• _Short exercise_
Give the material again in full, matching it exactly.

• _Records to process_
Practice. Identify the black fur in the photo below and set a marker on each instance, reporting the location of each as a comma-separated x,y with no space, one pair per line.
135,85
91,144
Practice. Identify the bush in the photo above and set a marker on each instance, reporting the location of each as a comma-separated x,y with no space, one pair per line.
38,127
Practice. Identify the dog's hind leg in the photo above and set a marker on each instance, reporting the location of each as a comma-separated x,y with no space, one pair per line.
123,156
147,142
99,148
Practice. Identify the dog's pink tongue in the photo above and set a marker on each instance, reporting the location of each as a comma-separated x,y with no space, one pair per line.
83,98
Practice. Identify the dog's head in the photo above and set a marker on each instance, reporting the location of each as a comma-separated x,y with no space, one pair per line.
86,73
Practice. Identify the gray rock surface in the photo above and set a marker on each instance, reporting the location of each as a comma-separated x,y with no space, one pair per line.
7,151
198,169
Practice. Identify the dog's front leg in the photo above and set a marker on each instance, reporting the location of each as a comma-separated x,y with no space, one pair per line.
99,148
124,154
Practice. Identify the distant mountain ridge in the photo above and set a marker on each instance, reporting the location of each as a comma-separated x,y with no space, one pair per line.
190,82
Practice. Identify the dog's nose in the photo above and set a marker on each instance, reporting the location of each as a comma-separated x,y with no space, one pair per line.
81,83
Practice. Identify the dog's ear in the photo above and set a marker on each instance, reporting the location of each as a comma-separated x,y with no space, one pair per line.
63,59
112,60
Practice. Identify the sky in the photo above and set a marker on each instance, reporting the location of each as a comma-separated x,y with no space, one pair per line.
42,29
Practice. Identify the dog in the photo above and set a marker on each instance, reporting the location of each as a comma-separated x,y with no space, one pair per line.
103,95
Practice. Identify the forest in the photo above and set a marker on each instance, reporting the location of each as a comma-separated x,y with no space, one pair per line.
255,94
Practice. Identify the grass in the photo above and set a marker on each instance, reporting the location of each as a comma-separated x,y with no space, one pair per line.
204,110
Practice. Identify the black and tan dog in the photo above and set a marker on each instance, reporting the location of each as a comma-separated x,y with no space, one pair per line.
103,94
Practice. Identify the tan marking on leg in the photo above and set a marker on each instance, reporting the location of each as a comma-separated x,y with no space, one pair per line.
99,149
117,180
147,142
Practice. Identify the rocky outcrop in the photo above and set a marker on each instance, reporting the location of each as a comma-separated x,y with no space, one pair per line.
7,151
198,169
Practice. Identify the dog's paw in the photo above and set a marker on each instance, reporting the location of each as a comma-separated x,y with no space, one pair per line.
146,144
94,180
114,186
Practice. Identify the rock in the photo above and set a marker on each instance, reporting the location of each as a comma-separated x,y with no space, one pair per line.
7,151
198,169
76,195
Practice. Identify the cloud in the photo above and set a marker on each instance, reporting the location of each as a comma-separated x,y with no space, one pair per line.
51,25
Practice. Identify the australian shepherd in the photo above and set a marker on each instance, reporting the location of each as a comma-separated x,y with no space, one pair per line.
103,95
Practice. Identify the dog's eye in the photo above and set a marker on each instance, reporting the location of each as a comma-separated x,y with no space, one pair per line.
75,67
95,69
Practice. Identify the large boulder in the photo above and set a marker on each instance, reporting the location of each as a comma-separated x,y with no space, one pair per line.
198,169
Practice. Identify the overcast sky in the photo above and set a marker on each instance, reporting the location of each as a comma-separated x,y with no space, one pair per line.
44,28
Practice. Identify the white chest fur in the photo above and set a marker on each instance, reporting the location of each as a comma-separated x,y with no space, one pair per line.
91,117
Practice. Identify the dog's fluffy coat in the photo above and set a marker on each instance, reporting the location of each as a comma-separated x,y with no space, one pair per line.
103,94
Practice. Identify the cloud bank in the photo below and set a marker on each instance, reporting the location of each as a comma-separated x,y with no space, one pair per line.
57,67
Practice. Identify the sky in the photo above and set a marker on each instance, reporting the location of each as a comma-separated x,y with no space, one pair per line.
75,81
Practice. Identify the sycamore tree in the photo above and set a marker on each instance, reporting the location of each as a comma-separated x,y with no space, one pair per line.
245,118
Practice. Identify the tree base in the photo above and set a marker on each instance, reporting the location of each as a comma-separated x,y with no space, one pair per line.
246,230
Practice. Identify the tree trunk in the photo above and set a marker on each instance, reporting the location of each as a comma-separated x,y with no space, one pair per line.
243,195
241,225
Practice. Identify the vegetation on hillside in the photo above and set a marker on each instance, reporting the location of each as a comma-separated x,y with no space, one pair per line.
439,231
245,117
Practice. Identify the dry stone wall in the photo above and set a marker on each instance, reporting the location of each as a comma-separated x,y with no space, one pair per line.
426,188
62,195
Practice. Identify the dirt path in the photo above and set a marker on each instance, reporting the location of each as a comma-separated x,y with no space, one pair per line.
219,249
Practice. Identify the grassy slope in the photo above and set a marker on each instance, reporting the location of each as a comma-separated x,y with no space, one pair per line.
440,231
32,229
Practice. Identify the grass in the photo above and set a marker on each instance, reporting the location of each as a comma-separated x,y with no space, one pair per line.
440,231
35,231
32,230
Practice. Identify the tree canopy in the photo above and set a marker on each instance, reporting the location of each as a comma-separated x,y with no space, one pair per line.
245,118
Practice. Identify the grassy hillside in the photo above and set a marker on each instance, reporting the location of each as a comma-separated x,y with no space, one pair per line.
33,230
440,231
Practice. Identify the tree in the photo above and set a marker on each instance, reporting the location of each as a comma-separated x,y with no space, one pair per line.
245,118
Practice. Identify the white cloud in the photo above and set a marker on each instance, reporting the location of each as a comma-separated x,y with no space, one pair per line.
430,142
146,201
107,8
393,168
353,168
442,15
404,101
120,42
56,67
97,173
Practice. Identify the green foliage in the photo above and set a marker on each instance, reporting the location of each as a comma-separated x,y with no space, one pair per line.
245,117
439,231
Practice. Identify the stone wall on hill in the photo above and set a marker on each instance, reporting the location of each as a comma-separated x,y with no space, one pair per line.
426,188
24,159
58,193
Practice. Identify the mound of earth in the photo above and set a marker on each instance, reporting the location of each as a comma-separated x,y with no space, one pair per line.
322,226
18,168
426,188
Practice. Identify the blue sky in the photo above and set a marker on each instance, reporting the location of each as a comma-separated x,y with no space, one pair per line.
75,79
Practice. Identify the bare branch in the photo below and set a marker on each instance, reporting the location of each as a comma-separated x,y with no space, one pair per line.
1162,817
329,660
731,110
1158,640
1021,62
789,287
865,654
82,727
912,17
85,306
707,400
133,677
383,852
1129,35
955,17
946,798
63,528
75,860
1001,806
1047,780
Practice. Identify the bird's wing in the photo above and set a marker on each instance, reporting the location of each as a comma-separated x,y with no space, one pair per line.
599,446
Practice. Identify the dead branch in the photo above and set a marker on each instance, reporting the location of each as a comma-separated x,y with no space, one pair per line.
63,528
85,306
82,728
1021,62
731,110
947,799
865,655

• _Written answer_
Practice. Identify the black fur in the photo below and set a marker on each instance, reporting the location of each as a comma-separated x,y with no space, one pair per line.
135,85
91,144
Practice. Identify the bush in the photo above and set a marker on each instance, reporting the location of each as a comma-separated x,y with no space, one pair per line.
38,127
Practice. Identify the dog's hind leg in the photo above and set a marker on each instance, reporting the location of each as a comma-separated x,y with no space, one pair per line.
123,156
147,142
99,148
Practice. Identify the dog's pink tongue in the photo above and set a marker on each instance, reporting the location of each as a comma-separated x,y with no space, one pair per line.
83,98
Practice. Identify the dog's head in the photo above and set a marker on each instance, reporting the location of each as a comma-separated x,y with no space, one pair per line.
86,73
Practice. Identify the gray rock surface in the photo above and set a marker on each instance, reporting the location of each as a comma-separated x,y with no space, one pair per line.
7,151
198,169
Practice. Identify the dog's front leg in the photo above and set a marker on each instance, reporting the location of each as a comma-separated x,y with no space, one pair per line.
99,148
124,154
Practice. Identify the distant mountain ridge in the photo above and set a marker on each instance, reporting the location of each as a comma-separated x,y with no space, one pair per line.
190,82
Practice. Identify the dog's nose in the photo above and set a marker on each instance, reporting the location of each as a comma-separated x,y with no space, one pair per line.
81,83
Practice. Identify the dog's ear in the photo above and set a marker on each instance, reporting the location of each as a comma-separated x,y with no space, one pair per line.
63,59
112,60
Practice. Identify the sky in the photo above and set a marker on each instance, reporting the location of each as a comma-separated x,y with no space, one pair per line.
42,29
Practice. Identify the dog in the photo above and set a marker on each instance, reporting the location of each as a comma-separated x,y with no space, one pair per line.
103,95
Practice. Identify the forest in the photo above and set a marker on each instance, reporting the location of each as a comma-separated x,y with no space, one pair per line.
255,94
Practice. Identify the grass in the photo above and set a marker on each instance, reporting the location of each as a comma-separated x,y with no space, one pair per line.
204,110
Practice. Identify the black and tan dog in the photo above and set a marker on each instance, reporting the location of each as a comma-separated x,y with no space, one pair per line.
103,94
Practice. Identify the tan marking on leg in the photo above and set a marker on each instance, reporting the location of each as a comma-separated x,y with no space, one pair per line.
99,149
117,180
147,142
Practice. Identify the rocky outcrop in the photo above and set a marker on each instance, reporting the location of each as a comma-separated x,y with no space, one pair per line.
7,151
198,169
Practice. Identify the dog's paw in the photo above and set a marker on each instance, reporting the location of each as a comma-separated x,y with no space, one pair per line.
146,144
94,180
114,186
Practice. Identify the rock in the photo above and set a marker on each instance, reporting the location of each as a comma-separated x,y with no space, one pair per line.
7,151
198,169
76,195
Practice. Identify the cloud in the photo above and set a marker on each instance, reporting the location of each as a comma-separated x,y with no space, one pair per line.
51,25
Practice. Identify the australian shepherd in the photo above and set a marker on each instance, reporting the location of each as a comma-separated x,y with no space, one pair per line.
103,95
Practice. Identify the dog's eye in the photo above and set a marker on each instance, reporting the location of each as a comma-separated x,y with no space, one pair per line.
75,67
95,69
Practice. Identify the large boulder in the photo above and set a marker on each instance, reporting the location of each as a comma-separated x,y with no space, one pair per line.
198,169
Practice. Identify the overcast sky in the photo above and set a marker on each instance, reporting the location of each as a comma-separated x,y with no space, one pair per line.
44,28
Practice. Identify the white chest fur in the photo above and set a marker on each instance, reporting the location of each as a comma-separated x,y with no space, one pair per line.
91,117
Practice. Identify the dog's fluffy coat in the photo above and set a marker on each instance, reporting the location of each as a comma-separated x,y with no space, one pair per line.
103,94
Practice. Identify the cloud bank in the photo below and set a marker on each instance, reporting the location of each as a comma-separated x,y with no space, one pair per line.
57,67
Practice. Identify the sky in the photo above and set a marker on each instance, reporting the location of each as a comma-separated x,y with no space, one pair per line.
75,81
Practice. Identify the sycamore tree in the photo above and set a marker on each instance, reporting the location of each as a comma-separated x,y with no space, one pair per line.
245,118
Practice. Identify the tree base in the photo above and set a marker on each instance, reporting the location of each as a comma-separated x,y with no space, one pair per line.
246,230
Practice. Identify the tree trunk in the photo above and set a marker on each instance, reporting the location of each as a comma-separated x,y with no space, one pair per line.
243,195
241,225
Practice. Identify the vegetation on hillside in the photo above and set a marker on each instance, reporting the location of each as a comma-separated x,y with no space, one pair per line.
439,231
245,117
Practice. Identify the dry stone wall in the photo above and set a marker on each instance, reporting the location of each as a comma-separated x,y with no space, one pair per line.
426,188
62,195
Practice. Identify the dirt path in the photo above and set a marker on each instance, reporting the location of each as a comma-separated x,y with no space, one pair per line.
219,249
Practice. Identify the grassy slope in the photo above and set a marker on each instance, reporting the location of each as a comma-separated x,y with no space, one pair per line.
440,231
32,229
Practice. Identify the grass in the photo above and set a marker on each instance, reporting the location of each as a comma-separated x,y with no space, one pair per line.
440,231
35,231
32,230
Practice. Identify the tree canopy in the photo above and set a marker on each instance, reporting the location of each as a comma-separated x,y with no space, one pair per line.
245,118
Practice. Identify the grassy hillside in the photo above and set a marker on each instance, reporting the location of each as a comma-separated x,y with no space, one pair per line.
33,230
440,231
Practice. Identify the tree in the photo above and set a marker on each instance, reporting the location of each as a comma-separated x,y with no space, one pair per line.
245,118
Practice. Identify the white cloud in the photo above and set a marker on each instance, reporting the location of each as a comma-separated x,y with no space, one pair per line.
430,142
146,201
107,8
393,168
353,168
442,15
404,101
120,42
56,67
97,173
Practice. Identify the green foliage in the photo above and set a marker on each instance, reporting the location of each as a comma-separated x,y with no space, one pair per line.
245,117
439,231
Practice. Identify the stone wall on hill in the photo above and set a marker on each instance, reporting the location of each as a comma-separated x,y with no space, one pair per line.
426,188
24,159
58,193
Practice. Identify the mound of earth in the photo above and set a marker on each instance, reporting the location of each as a comma-separated x,y with no space, one pair per line.
322,226
18,168
426,188
Practice. Identify the blue sky in the photo above and set a marker on each instance, reporting the location of each as a comma-separated x,y with no space, one pair per line.
75,79
Practice. Identify the bare branch in the photo below and set a marker on each instance, reporting the location of each as a comma-separated x,y with no space, one pair per line.
1162,817
329,660
731,110
1158,640
1021,62
789,287
865,654
82,727
912,17
85,306
707,400
133,677
383,852
1129,35
955,17
946,798
63,528
75,860
1001,806
1047,780
Practice. Identify the bird's wing in the photo above and set a marker on each instance, reporting the location of each as a comma-separated x,y with no space, one pair per line.
599,446
Practice. Identify the dead branch in the photo above and set a marker on each instance, reporting the location of each as a comma-separated x,y with no space, one pair per line.
63,528
85,306
82,728
1021,62
731,110
947,799
865,655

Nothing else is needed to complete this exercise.